GIVEN PROBLEM ::
Which lines in the records below contain the word "straw"? Show each of those lines in full, treating the match as case-sensitive.

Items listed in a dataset
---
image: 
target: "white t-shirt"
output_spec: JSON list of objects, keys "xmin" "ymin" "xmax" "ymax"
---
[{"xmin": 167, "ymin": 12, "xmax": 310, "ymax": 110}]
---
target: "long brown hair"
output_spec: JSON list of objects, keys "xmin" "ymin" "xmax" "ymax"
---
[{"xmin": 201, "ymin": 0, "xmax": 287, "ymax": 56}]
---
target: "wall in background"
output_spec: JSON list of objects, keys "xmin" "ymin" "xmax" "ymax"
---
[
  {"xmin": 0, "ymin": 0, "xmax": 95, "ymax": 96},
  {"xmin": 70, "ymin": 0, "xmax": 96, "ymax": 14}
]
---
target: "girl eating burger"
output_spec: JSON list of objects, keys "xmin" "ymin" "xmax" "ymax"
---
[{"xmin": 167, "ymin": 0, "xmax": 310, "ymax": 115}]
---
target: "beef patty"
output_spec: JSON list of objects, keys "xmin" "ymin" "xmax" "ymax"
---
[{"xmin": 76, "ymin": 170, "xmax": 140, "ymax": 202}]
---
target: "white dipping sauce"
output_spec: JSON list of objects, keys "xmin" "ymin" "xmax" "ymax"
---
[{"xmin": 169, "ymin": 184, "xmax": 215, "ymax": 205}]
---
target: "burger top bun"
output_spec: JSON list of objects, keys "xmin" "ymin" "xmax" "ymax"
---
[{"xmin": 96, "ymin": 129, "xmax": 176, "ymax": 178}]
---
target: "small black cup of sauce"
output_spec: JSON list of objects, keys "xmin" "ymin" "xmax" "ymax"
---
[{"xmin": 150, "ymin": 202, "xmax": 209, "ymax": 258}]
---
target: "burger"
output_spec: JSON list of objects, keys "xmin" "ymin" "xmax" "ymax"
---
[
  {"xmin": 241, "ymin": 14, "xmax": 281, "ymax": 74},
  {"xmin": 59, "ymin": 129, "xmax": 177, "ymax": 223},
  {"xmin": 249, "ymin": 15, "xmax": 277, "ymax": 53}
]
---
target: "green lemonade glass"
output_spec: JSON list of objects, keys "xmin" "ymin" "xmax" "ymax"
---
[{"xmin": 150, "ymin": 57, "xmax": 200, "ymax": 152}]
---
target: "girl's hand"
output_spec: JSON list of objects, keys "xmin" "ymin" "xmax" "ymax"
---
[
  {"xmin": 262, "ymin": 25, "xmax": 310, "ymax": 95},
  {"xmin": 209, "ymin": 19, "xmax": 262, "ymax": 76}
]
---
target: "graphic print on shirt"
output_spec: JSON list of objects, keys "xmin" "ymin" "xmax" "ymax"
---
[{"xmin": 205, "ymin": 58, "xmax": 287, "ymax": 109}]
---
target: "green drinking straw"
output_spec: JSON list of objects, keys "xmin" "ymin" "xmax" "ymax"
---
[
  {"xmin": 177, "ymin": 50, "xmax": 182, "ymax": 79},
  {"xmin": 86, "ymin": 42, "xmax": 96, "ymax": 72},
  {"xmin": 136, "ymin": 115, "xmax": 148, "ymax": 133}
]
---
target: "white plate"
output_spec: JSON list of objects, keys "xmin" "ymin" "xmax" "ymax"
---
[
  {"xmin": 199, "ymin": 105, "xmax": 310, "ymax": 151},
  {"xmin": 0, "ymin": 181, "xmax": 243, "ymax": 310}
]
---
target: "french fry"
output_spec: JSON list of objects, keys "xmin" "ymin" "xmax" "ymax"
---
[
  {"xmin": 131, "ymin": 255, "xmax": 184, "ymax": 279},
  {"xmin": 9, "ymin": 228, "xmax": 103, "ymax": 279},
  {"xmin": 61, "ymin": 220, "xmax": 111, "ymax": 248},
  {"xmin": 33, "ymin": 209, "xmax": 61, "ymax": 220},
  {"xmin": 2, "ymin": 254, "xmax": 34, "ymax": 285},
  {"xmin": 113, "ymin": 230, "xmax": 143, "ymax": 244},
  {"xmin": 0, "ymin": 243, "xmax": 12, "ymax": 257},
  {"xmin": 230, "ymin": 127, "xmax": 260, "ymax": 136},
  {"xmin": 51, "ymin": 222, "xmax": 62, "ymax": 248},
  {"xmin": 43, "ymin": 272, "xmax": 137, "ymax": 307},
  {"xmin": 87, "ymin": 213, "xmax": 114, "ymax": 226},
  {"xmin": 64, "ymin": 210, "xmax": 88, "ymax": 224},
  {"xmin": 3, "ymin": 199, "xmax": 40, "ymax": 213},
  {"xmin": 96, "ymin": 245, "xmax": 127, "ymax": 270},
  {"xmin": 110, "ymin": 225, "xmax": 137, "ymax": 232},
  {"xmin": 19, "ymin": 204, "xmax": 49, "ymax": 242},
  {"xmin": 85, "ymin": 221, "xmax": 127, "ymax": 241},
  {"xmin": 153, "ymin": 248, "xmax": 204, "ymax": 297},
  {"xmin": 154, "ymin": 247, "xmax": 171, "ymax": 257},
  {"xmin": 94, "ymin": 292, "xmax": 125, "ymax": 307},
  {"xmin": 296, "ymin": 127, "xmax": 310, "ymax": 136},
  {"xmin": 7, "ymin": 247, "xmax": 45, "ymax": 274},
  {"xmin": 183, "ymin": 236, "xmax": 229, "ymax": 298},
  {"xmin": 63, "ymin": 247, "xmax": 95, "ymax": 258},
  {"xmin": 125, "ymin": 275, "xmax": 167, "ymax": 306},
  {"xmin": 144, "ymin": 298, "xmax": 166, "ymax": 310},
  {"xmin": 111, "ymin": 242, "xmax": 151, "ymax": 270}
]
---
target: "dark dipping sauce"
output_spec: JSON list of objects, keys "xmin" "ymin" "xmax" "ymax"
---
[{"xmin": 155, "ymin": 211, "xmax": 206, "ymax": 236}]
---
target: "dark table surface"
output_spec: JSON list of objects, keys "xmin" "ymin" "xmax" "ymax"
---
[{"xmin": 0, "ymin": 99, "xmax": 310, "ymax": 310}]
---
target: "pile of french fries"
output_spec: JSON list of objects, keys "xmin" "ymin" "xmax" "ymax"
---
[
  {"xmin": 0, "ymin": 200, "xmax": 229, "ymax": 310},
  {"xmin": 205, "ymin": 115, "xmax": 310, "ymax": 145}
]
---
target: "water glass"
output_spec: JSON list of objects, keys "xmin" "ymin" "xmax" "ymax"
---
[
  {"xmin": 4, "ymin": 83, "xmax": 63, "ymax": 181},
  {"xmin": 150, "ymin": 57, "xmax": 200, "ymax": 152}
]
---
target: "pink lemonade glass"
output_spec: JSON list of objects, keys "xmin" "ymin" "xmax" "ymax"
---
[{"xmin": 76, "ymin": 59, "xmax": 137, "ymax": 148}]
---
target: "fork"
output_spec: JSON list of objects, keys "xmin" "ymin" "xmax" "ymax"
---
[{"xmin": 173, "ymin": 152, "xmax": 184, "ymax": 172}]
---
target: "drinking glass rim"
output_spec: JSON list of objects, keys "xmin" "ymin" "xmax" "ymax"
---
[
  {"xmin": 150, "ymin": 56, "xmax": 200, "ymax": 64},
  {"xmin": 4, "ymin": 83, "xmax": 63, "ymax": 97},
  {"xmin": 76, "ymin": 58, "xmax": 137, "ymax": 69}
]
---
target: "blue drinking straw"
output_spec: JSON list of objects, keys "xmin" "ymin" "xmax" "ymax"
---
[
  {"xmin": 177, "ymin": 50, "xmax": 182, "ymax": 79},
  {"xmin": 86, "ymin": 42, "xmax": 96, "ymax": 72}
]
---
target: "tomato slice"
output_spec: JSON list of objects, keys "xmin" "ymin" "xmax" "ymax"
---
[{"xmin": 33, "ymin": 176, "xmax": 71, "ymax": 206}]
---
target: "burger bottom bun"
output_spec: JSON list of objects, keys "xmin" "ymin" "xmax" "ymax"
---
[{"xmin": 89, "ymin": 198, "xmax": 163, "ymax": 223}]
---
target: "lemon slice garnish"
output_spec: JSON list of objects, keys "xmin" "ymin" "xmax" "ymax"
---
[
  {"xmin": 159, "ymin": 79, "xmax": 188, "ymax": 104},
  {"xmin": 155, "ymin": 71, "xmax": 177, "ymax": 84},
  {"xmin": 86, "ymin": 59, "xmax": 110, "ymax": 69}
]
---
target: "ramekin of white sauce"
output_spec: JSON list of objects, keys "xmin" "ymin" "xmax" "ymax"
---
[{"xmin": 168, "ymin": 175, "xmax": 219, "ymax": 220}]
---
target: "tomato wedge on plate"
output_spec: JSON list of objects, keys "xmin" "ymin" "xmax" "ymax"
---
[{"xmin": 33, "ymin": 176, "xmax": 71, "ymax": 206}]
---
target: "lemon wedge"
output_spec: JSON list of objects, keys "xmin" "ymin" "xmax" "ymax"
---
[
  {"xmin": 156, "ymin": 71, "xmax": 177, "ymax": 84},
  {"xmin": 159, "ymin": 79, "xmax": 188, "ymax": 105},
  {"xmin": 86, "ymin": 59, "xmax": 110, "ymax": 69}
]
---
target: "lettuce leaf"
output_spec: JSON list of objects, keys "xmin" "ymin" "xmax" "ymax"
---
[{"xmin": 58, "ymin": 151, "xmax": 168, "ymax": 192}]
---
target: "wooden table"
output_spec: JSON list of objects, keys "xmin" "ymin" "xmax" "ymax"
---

COMPLETED EXERCISE ::
target: "green drinking straw"
target: "blue drinking straw"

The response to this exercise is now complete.